**Request**
Put each line of the entries below into a JSON list of strings, one string per line, and leave out the blank lines.

**Input data**
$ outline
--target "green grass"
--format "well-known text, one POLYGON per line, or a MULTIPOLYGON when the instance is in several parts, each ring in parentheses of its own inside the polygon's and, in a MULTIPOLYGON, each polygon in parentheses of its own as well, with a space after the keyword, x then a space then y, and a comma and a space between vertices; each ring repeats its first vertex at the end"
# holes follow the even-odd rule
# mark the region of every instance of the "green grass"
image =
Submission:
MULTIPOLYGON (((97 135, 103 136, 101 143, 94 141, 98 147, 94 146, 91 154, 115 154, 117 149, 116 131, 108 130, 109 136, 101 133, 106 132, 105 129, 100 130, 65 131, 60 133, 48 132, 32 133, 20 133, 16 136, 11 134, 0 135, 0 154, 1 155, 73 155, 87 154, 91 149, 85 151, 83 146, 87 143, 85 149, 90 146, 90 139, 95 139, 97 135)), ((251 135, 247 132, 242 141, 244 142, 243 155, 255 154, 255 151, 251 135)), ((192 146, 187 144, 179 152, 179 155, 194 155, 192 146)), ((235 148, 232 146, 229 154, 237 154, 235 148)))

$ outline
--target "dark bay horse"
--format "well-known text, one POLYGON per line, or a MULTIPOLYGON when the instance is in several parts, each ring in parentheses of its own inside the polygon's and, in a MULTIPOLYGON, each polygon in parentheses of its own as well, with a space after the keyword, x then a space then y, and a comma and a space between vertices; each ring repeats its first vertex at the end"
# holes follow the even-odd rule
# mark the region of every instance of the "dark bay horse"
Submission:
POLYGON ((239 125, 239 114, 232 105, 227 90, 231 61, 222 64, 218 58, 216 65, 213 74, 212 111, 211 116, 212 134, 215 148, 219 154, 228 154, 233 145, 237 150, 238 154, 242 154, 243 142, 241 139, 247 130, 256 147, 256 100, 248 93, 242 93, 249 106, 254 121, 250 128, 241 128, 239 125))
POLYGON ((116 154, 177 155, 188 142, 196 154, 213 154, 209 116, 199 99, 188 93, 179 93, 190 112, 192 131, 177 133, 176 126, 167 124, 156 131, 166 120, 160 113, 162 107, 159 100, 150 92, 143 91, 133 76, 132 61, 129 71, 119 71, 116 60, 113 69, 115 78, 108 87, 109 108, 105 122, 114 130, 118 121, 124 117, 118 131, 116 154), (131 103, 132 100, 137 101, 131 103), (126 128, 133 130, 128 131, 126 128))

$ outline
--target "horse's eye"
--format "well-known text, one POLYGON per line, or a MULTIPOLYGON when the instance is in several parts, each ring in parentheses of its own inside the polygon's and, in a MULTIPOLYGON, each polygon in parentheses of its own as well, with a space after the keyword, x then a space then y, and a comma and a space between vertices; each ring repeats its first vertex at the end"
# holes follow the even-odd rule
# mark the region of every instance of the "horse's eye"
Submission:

**Final result**
[
  "$ outline",
  "--target \"green grass\"",
  "--format \"well-known text, one POLYGON per line, or a MULTIPOLYGON when the instance is in several parts, each ring in parentheses of its own inside the polygon's and, in a MULTIPOLYGON, each polygon in parentheses of its own as well, with a space after the keyword, x then a space then y, and a comma and a space between vertices; each ring repeats its first vertex at the end\"",
  "# holes follow the even-odd rule",
  "# mark the region of every instance of the \"green grass\"",
  "image =",
  "Submission:",
  "MULTIPOLYGON (((97 135, 103 136, 101 143, 94 141, 98 147, 94 146, 91 154, 115 154, 117 149, 116 131, 108 130, 109 136, 101 133, 106 132, 105 129, 100 130, 65 131, 60 133, 48 132, 32 133, 20 133, 16 136, 11 134, 0 135, 0 154, 1 155, 73 155, 87 154, 91 149, 85 151, 83 146, 87 143, 85 149, 90 146, 90 139, 95 139, 97 135)), ((251 135, 247 132, 242 141, 244 142, 243 155, 255 154, 255 151, 251 135)), ((192 146, 187 144, 179 152, 179 155, 194 155, 192 146)), ((235 148, 232 146, 229 154, 237 154, 235 148)))",
  "$ outline",
  "--target \"dark bay horse\"",
  "--format \"well-known text, one POLYGON per line, or a MULTIPOLYGON when the instance is in several parts, each ring in parentheses of its own inside the polygon's and, in a MULTIPOLYGON, each polygon in parentheses of its own as well, with a space after the keyword, x then a space then y, and a comma and a space between vertices; each ring repeats its first vertex at the end\"",
  "# holes follow the even-odd rule",
  "# mark the region of every instance of the \"dark bay horse\"",
  "Submission:",
  "POLYGON ((239 125, 239 114, 232 105, 227 90, 231 61, 222 64, 218 58, 216 65, 213 74, 212 111, 211 116, 212 134, 215 148, 219 154, 228 154, 233 145, 237 150, 238 154, 242 154, 243 142, 241 139, 247 130, 256 147, 256 100, 248 93, 242 93, 249 106, 254 121, 250 128, 241 128, 239 125))",
  "POLYGON ((116 154, 177 155, 188 142, 196 154, 213 154, 209 116, 199 99, 188 93, 179 93, 190 112, 192 131, 177 133, 176 126, 167 124, 156 131, 166 120, 160 113, 162 107, 159 100, 150 92, 143 91, 133 76, 132 61, 129 71, 119 71, 116 60, 113 69, 115 78, 108 87, 109 108, 105 122, 114 130, 118 121, 124 117, 118 131, 116 154), (131 103, 132 100, 137 101, 131 103), (126 128, 133 130, 128 131, 126 128))",
  "$ outline",
  "--target \"horse's eye\"",
  "--format \"well-known text, one POLYGON per line, or a MULTIPOLYGON when the instance is in several parts, each ring in parentheses of its own inside the polygon's and, in a MULTIPOLYGON, each polygon in parentheses of its own as well, with a space after the keyword, x then a space then y, and a comma and a space between vertices; each ring repeats its first vertex at the end\"",
  "# holes follow the even-odd rule",
  "# mark the region of every instance of the \"horse's eye\"",
  "Submission:"
]